• [OBJECTIVE 1] Name every feature category that appears under the "Key Features" heading in the OptionsLab description.
• [OBJECTIVE 2] Return everything in the OptionsLab description from "It provides a" down to "non-parametric surface fitting.", copied word for word.
• [OBJECTIVE 3] Condense the paragraph of the OptionsLab description that begins "It provides a unified interface" into one shorter sentence that keeps its main facts.

• [TEXT SEGMENT]
▬▬▬

Python License Last Commit Streamlit

OptionsLab is a modular quantitative research framework focused on volatility surface modeling, Options Pricing using different models, and risk analysis for derivatives pricing and trading strategy development.
It provides a unified interface for building, fitting, and evaluating option pricing models — from classical methods (Binomial Trees, Black-Scholes) to machine learning–based volatility surface models (MLP, SVR, Random Forest & XGBoost).


🚀 Key Features

  • Volatility Surface Modeling

    • Parametric and non-parametric surface fitting.
    • ML-based volatility modeling using PyTorch and Scikit-learn.
    • Support for arbitrage-free enforcement and surface regularization.
  • Monte Carlo Engine

    • Classic stochastic simulation with configurable paths and payoffs.
    • ML-augmented Monte Carlo models for accelerated pricing and scenario analysis.
    • Unified API across stochastic and ML-based simulations.
  • Pricing Models

    • Black-Scholes, Binomial Trees, and Monte Carlo (standard and ML-driven).
    • Support for greeks computation and sensitivity analysis.
  • Risk Analysis Tools

    • Value at Risk (VaR), Expected Shortfall (ES), and Stress Testing.
    • Scenario-based risk metrics for portfolios and individual instruments.
  • Streamlit App

    • Interactive dashboards for pricing, visualization, and volatility surface exploration.
    • Modular page system (Monte Carlo, Binomial Tree, Vol Surface, Risk Analysis).

🧩 Project Highlights

  • Fully modular src/ structure with clear separation between models, utils, and core logic.
  • Robust exception handling and validation layers across all modules.
  • Comprehensive unit testing suite (pytest) for model reliability.
  • Compatible with CI/CD workflows via GitHub Actions (coming soon)
  • Ready-to-deploy Streamlit app for interactive exploration and demonstrations.

▬▬▬

• [INFORMATION SUPPLIED]
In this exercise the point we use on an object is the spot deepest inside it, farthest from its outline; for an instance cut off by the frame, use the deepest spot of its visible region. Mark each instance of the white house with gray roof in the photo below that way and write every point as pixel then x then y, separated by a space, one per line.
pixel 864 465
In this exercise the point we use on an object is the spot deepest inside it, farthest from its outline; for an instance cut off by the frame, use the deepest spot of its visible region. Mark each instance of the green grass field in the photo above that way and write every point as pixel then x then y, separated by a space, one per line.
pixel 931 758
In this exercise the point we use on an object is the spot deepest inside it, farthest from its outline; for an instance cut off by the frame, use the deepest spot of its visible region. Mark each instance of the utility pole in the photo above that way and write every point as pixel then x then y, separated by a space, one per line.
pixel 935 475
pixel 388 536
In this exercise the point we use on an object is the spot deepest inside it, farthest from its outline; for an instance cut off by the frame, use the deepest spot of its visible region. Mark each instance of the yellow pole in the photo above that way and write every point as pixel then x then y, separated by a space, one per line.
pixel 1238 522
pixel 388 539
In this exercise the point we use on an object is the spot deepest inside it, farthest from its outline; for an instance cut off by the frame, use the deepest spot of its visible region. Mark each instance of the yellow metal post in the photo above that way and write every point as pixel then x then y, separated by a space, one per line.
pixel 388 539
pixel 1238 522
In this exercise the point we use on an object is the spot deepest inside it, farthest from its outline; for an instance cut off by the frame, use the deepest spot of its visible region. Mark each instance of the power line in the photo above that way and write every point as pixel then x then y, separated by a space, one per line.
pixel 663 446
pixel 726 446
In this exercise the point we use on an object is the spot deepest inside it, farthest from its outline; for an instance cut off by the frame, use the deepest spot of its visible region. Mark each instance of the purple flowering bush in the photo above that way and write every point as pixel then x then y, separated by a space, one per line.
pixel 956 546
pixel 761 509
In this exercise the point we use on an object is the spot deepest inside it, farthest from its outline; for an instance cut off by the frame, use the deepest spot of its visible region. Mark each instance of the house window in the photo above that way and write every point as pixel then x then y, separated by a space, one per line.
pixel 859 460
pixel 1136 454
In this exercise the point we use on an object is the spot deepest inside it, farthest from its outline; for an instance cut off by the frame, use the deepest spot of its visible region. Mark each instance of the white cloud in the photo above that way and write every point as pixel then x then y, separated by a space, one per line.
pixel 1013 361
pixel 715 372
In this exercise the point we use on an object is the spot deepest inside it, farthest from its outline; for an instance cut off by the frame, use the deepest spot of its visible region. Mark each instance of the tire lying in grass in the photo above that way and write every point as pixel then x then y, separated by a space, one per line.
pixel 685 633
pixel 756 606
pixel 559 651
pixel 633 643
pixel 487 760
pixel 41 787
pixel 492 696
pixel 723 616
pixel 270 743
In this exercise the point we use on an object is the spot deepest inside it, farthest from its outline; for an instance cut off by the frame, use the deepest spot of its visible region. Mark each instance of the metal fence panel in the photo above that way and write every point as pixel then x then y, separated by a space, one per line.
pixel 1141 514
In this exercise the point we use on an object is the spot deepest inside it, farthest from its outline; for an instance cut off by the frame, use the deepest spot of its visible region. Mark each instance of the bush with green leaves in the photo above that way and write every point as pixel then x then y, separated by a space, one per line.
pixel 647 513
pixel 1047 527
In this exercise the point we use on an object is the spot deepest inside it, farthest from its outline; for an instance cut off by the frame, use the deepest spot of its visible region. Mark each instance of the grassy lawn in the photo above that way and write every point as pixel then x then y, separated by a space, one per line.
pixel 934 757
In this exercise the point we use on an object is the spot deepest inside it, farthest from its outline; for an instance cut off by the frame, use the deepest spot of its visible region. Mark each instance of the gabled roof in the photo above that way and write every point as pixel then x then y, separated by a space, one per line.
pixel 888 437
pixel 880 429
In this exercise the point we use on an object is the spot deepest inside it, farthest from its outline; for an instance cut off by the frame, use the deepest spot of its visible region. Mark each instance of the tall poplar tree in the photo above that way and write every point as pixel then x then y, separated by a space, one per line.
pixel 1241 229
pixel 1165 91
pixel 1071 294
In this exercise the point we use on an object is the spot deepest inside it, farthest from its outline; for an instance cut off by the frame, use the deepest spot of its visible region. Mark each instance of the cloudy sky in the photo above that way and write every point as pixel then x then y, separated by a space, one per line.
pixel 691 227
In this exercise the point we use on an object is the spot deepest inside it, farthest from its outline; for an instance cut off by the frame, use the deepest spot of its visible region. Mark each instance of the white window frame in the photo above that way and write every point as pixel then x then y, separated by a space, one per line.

▬▬▬

• [FINAL RESULT 1] Volatility Surface Modeling, Monte Carlo Engine, Pricing Models, Risk Analysis Tools, Streamlit App

• [FINAL RESULT 2]
It provides a unified interface for building, fitting, and evaluating option pricing models — from classical methods (Binomial Trees, Black-Scholes) to machine learning–based volatility surface models (MLP, SVR, Random Forest & XGBoost).


🚀 Key Features

  • Volatility Surface Modeling

    • Parametric and non-parametric surface fitting.

• [FINAL RESULT 3] OptionsLab offers one interface to build, fit, and evaluate option pricing models, ranging from classical methods (Binomial Trees, Black-Scholes) to ML-based volatility surface models (MLP, SVR, Random Forest, XGBoost).